About this exercise: Whenever a line below holds the word "every", copy that line.

** Record excerpts follows **

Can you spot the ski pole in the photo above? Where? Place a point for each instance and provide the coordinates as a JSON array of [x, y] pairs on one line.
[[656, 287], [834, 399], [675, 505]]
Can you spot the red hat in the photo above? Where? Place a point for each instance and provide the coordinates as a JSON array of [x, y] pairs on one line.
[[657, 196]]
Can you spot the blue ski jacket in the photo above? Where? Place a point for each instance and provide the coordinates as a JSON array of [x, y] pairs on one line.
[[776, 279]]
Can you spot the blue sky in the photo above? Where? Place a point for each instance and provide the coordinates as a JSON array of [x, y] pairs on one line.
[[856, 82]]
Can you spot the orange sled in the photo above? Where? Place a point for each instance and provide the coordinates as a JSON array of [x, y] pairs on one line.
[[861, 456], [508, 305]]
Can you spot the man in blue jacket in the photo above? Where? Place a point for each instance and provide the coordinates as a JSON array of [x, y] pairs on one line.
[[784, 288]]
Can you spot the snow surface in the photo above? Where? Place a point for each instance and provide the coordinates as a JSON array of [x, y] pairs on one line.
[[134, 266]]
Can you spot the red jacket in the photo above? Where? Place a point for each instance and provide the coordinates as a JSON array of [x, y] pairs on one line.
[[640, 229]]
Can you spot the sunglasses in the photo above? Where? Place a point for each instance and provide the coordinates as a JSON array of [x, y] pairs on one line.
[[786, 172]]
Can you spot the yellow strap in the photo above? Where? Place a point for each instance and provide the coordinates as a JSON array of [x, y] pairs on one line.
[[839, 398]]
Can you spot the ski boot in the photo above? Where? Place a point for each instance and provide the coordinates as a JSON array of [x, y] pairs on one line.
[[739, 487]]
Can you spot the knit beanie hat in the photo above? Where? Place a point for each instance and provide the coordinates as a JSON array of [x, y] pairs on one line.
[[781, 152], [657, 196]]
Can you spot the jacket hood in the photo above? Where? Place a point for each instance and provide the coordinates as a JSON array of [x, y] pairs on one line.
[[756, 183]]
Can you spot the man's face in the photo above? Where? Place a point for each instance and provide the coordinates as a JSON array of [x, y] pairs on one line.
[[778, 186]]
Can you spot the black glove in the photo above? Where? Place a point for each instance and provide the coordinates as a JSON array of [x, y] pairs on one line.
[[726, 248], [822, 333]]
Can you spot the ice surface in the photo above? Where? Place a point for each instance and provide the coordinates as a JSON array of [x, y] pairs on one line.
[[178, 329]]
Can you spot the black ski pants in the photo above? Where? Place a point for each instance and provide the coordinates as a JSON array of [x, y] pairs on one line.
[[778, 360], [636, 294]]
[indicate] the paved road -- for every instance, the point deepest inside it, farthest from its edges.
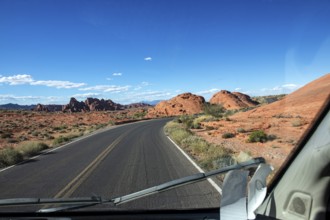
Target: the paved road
(112, 163)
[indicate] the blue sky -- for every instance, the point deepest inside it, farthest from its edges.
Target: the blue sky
(131, 51)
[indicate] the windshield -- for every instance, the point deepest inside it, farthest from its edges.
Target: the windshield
(100, 99)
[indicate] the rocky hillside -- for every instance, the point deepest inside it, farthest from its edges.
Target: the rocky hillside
(235, 100)
(185, 103)
(304, 102)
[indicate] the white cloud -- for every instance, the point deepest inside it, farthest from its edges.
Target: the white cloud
(9, 97)
(210, 91)
(145, 84)
(106, 88)
(86, 95)
(16, 79)
(146, 96)
(276, 90)
(58, 84)
(290, 86)
(21, 79)
(117, 74)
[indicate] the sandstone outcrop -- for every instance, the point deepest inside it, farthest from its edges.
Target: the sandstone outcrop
(186, 103)
(235, 100)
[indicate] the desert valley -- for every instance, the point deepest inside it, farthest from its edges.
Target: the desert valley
(228, 119)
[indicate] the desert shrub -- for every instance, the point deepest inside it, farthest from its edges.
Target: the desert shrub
(60, 140)
(187, 121)
(31, 148)
(271, 137)
(12, 140)
(209, 128)
(98, 126)
(228, 135)
(9, 156)
(196, 125)
(6, 135)
(297, 122)
(241, 130)
(214, 110)
(257, 136)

** End of Record excerpts **

Response box:
[indicate] the paved road -- for every instance, the point deepest inside it, farthest from its edges.
[indicate] the blue sky -- for every instance, the point deepest inside it, farthest from its edges.
[indicate] the windshield -- for every instance, the point deepest inside it, farthest from its edges.
[indicate] the rocky hillside -- for every instance, the point deepest inside it, farthest from its edges.
[indicate] the white cloud -- for every instance, the point deepest inside it, farthest from its edges.
[indicate] the sandstone outcrop -- for every instance, the point deepest inside it, farthest from its edges.
[indicate] the desert valley -- for every instance, the point deepest inside it, farthest from its edges.
[indicate] the desert shrub -- for every instance, the point deepest inside it, farthest from its edges.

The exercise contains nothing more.